Copy the records below exactly, omitting any pictures they contain.

**Entries supplied:**
>>
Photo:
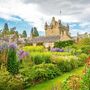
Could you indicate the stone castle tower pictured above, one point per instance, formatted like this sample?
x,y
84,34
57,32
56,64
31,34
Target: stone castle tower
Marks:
x,y
56,28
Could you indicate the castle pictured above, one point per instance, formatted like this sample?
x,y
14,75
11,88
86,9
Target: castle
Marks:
x,y
56,31
56,28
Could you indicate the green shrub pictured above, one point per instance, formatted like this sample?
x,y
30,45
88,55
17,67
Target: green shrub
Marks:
x,y
38,57
72,83
39,73
9,82
12,63
67,63
34,48
85,84
61,44
82,57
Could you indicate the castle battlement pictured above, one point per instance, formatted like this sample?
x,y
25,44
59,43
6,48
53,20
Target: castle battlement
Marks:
x,y
56,28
<<
**Solution for this task:**
Photo:
Could you indicate the stone castle tower pictured above, one point per instance, formatted like this sample?
x,y
84,34
57,32
56,64
31,34
Target: stone castle tower
Marks:
x,y
56,28
Could you indicate the castle pictured above, one point per instance, formatted like this sample?
x,y
14,75
11,88
86,9
Target: castle
Marks:
x,y
56,31
56,28
Could you indicate the green shrub pictured above, one point per instance, formatted like this sample?
x,y
30,45
88,55
17,67
Target: green shrub
Marks:
x,y
38,57
72,83
39,73
9,82
12,63
67,63
34,48
85,84
61,44
82,57
Could you indicate the castle battlement pictured above, one point per instance, formatted like this sample?
x,y
25,44
59,43
6,48
53,20
Target: castle battlement
Marks:
x,y
56,28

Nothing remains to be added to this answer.